* **Written request**
In the listing below, find the line containing "wood nightstand, written". Write out that line and every line after it to the end, exactly and only those.

Named-object pointing records:
━━━━━━━━━━━━━━━━━━━━━━━━━━━━━━

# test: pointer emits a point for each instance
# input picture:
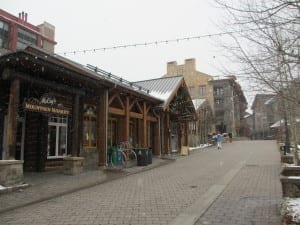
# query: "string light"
(145, 44)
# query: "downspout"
(106, 124)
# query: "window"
(89, 127)
(4, 31)
(57, 136)
(202, 90)
(25, 38)
(219, 102)
(218, 91)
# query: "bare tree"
(264, 43)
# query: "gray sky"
(94, 24)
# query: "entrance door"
(57, 137)
(174, 136)
(19, 154)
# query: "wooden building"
(51, 107)
(174, 113)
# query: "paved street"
(236, 185)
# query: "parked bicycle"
(122, 156)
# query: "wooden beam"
(102, 115)
(116, 111)
(136, 115)
(152, 118)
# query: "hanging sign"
(46, 104)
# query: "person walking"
(230, 137)
(219, 140)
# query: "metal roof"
(162, 88)
(86, 71)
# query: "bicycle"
(122, 156)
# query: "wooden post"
(75, 127)
(102, 127)
(127, 120)
(157, 139)
(13, 105)
(179, 137)
(186, 132)
(167, 140)
(144, 126)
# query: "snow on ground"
(293, 208)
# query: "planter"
(11, 172)
(142, 156)
(287, 159)
(73, 165)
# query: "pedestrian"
(219, 140)
(230, 137)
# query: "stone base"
(287, 159)
(11, 172)
(290, 181)
(73, 165)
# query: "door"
(57, 137)
(19, 154)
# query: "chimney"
(171, 68)
(190, 64)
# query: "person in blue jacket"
(219, 140)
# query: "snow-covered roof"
(281, 123)
(270, 100)
(198, 102)
(161, 88)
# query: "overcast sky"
(95, 24)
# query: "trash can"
(113, 154)
(142, 156)
(150, 156)
(119, 156)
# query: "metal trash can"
(150, 156)
(113, 154)
(142, 156)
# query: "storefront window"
(57, 136)
(4, 33)
(89, 127)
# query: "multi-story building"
(266, 112)
(16, 33)
(230, 106)
(199, 89)
(197, 82)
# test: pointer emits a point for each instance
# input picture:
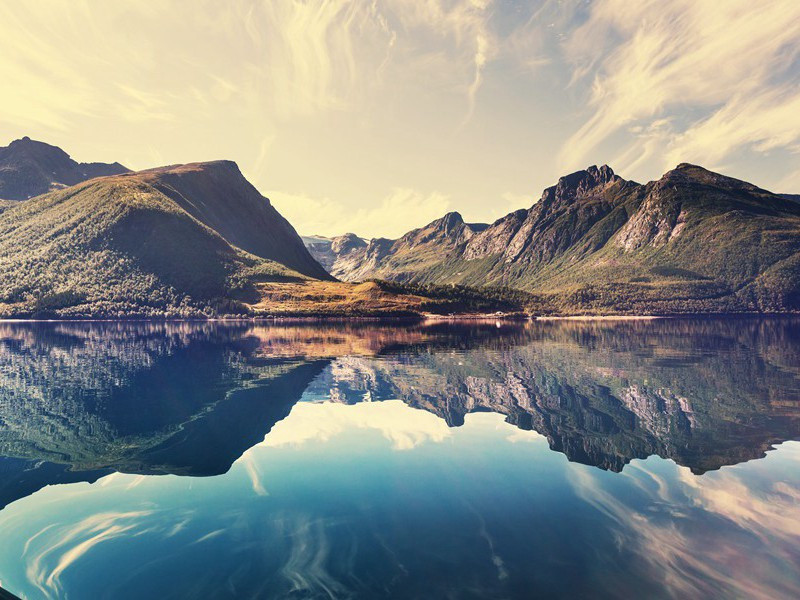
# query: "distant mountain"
(183, 240)
(339, 255)
(693, 241)
(29, 168)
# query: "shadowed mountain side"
(693, 241)
(29, 168)
(217, 194)
(120, 246)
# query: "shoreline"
(404, 319)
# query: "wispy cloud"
(686, 80)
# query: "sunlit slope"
(120, 246)
(29, 168)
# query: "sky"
(378, 116)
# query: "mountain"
(351, 258)
(339, 255)
(183, 240)
(29, 168)
(693, 241)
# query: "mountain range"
(29, 168)
(94, 239)
(692, 241)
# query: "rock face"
(29, 168)
(693, 241)
(353, 259)
(340, 255)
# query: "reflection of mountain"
(90, 399)
(78, 401)
(704, 393)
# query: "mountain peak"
(449, 221)
(29, 168)
(579, 184)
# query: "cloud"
(404, 427)
(722, 75)
(726, 533)
(391, 217)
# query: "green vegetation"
(117, 247)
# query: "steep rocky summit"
(29, 168)
(186, 240)
(692, 241)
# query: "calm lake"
(613, 459)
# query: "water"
(564, 459)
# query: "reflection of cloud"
(404, 427)
(710, 549)
(63, 546)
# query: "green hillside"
(118, 246)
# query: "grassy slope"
(118, 247)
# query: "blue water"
(568, 460)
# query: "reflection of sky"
(378, 499)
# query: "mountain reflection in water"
(81, 401)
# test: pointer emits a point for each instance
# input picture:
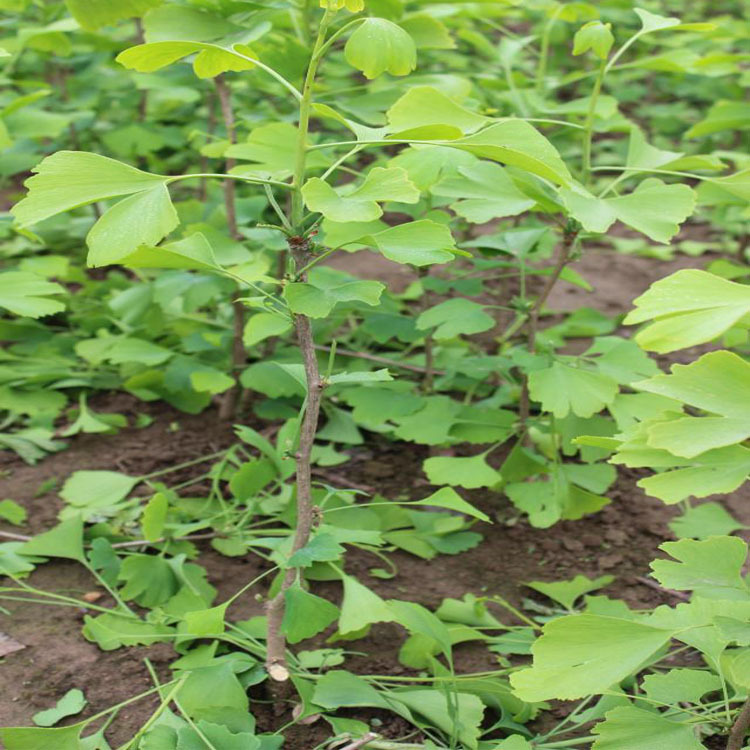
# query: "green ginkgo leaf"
(469, 472)
(391, 184)
(563, 389)
(455, 317)
(655, 209)
(69, 179)
(631, 728)
(425, 106)
(306, 615)
(709, 567)
(687, 308)
(29, 295)
(210, 61)
(419, 243)
(580, 655)
(72, 703)
(317, 302)
(519, 144)
(379, 46)
(484, 192)
(141, 219)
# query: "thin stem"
(241, 178)
(588, 126)
(569, 237)
(740, 728)
(541, 71)
(231, 398)
(380, 360)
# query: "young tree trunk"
(276, 643)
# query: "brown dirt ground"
(620, 540)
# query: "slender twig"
(378, 359)
(657, 587)
(570, 233)
(361, 742)
(231, 398)
(15, 537)
(740, 728)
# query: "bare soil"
(620, 540)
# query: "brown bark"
(276, 644)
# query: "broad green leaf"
(687, 308)
(653, 22)
(93, 14)
(455, 317)
(353, 6)
(642, 155)
(65, 540)
(631, 728)
(28, 295)
(469, 472)
(562, 389)
(210, 61)
(580, 655)
(567, 592)
(206, 623)
(710, 567)
(262, 326)
(213, 687)
(655, 209)
(110, 632)
(677, 685)
(391, 184)
(420, 621)
(72, 703)
(420, 243)
(170, 23)
(448, 498)
(718, 382)
(702, 521)
(96, 490)
(519, 144)
(12, 512)
(193, 252)
(718, 471)
(322, 547)
(339, 689)
(69, 179)
(595, 36)
(378, 46)
(315, 302)
(32, 738)
(485, 192)
(425, 106)
(361, 607)
(306, 615)
(141, 219)
(154, 517)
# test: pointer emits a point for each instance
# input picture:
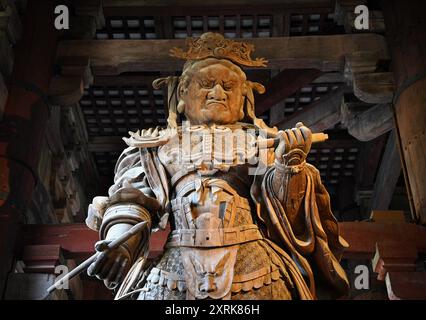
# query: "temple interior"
(67, 97)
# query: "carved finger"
(122, 272)
(299, 136)
(102, 245)
(97, 265)
(106, 268)
(291, 138)
(306, 132)
(114, 270)
(280, 150)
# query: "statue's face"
(214, 95)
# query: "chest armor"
(211, 218)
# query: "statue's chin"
(213, 116)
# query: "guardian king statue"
(249, 217)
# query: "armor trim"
(214, 237)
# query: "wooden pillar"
(406, 27)
(24, 122)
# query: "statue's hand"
(292, 141)
(111, 265)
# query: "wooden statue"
(250, 219)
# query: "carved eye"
(206, 84)
(228, 86)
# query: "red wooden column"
(406, 29)
(24, 122)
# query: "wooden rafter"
(283, 85)
(325, 53)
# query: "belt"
(214, 237)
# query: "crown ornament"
(214, 45)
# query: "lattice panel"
(307, 95)
(128, 28)
(116, 110)
(312, 24)
(234, 26)
(334, 162)
(105, 162)
(250, 25)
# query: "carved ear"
(256, 86)
(181, 106)
(250, 106)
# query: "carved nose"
(208, 285)
(217, 93)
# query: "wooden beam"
(325, 53)
(374, 87)
(363, 236)
(388, 175)
(393, 256)
(77, 240)
(283, 85)
(406, 285)
(370, 124)
(319, 115)
(106, 144)
(190, 3)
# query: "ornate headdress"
(214, 45)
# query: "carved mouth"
(216, 102)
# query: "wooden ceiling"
(122, 99)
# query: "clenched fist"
(111, 265)
(294, 145)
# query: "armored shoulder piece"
(149, 138)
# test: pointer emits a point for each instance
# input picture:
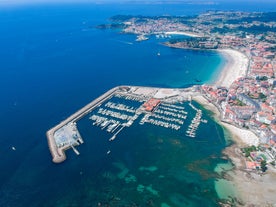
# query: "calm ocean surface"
(52, 62)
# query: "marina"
(119, 108)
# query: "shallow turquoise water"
(53, 62)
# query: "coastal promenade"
(57, 153)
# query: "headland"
(242, 97)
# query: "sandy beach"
(235, 67)
(252, 189)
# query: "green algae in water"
(151, 190)
(164, 205)
(140, 188)
(225, 189)
(149, 169)
(171, 168)
(130, 179)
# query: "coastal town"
(243, 97)
(246, 100)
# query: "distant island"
(243, 96)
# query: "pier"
(58, 153)
(156, 104)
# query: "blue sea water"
(53, 61)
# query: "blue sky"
(20, 2)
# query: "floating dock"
(157, 107)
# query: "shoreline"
(235, 66)
(251, 188)
(189, 34)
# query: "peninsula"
(243, 96)
(65, 135)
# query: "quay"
(157, 105)
(58, 153)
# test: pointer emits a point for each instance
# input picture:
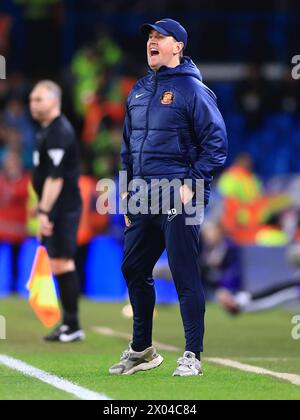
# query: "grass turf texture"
(259, 339)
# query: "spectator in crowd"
(14, 182)
(251, 96)
(248, 212)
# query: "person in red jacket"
(14, 190)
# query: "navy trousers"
(145, 240)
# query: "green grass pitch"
(262, 340)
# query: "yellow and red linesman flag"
(42, 296)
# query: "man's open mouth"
(153, 52)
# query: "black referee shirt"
(57, 156)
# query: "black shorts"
(63, 242)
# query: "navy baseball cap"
(167, 27)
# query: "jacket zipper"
(147, 124)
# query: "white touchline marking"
(293, 379)
(55, 381)
(111, 333)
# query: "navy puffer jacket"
(173, 128)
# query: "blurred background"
(94, 50)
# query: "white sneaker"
(188, 365)
(133, 361)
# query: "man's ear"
(178, 48)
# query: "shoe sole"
(146, 366)
(188, 374)
(73, 338)
(142, 367)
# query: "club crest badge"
(167, 98)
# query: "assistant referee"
(55, 180)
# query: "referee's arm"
(51, 192)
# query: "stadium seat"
(103, 271)
(5, 270)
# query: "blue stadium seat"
(5, 270)
(103, 271)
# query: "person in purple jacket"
(173, 131)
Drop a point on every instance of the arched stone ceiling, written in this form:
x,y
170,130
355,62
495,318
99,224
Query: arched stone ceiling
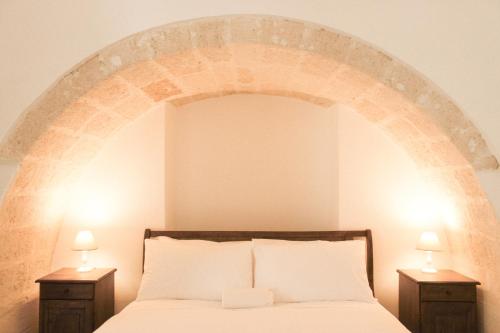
x,y
188,61
192,60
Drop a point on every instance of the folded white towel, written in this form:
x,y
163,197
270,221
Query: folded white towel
x,y
246,298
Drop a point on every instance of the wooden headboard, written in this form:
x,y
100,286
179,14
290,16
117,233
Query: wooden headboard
x,y
227,236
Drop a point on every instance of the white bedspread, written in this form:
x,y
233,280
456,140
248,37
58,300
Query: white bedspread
x,y
175,316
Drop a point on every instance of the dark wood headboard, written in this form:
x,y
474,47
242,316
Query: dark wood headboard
x,y
228,236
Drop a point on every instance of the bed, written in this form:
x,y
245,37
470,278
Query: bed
x,y
171,315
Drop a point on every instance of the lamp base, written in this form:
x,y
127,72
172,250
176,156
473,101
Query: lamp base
x,y
430,270
84,269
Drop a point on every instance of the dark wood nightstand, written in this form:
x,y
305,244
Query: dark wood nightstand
x,y
444,302
73,302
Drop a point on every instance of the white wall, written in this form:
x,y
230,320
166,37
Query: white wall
x,y
161,170
252,162
119,194
454,43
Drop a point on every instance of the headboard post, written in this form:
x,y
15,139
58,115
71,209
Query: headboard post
x,y
227,236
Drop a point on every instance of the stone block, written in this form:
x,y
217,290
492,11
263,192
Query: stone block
x,y
109,92
144,73
77,114
161,90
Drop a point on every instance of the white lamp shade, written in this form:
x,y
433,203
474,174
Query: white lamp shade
x,y
429,241
84,241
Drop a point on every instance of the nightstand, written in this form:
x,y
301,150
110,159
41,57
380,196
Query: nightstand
x,y
443,302
73,302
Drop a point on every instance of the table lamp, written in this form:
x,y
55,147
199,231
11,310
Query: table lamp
x,y
429,242
84,242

━━━━━━━━━━━━━━━━━━━━━━━━━━━━━━

* **Written reply**
Drop a point on every instance of the dark wood nightstand, written in this form:
x,y
305,244
Query: dark wood nightstand
x,y
444,302
73,302
Drop a point on every instance of the white wall, written in this form:
x,y
230,320
166,37
Query: white wall
x,y
161,170
252,162
119,194
454,43
Drop a point on every instance of the headboard post, written in this form:
x,y
15,139
58,115
71,209
Query: headboard post
x,y
227,236
Drop a point on every instance of the stone block, written in this form:
x,y
217,290
492,11
263,192
Query: stone block
x,y
109,92
144,73
77,114
161,90
Drop a point on every instance of the white lamp shade, written in this form:
x,y
433,203
474,174
Query: white lamp shade
x,y
429,241
84,241
Drop a point on every instance of the nightstand, written in this form:
x,y
301,150
110,159
41,57
380,196
Query: nightstand
x,y
443,302
73,302
Drop a point on every instance of the table lamp, written in this form:
x,y
55,147
199,231
11,310
Query: table lamp
x,y
429,242
84,242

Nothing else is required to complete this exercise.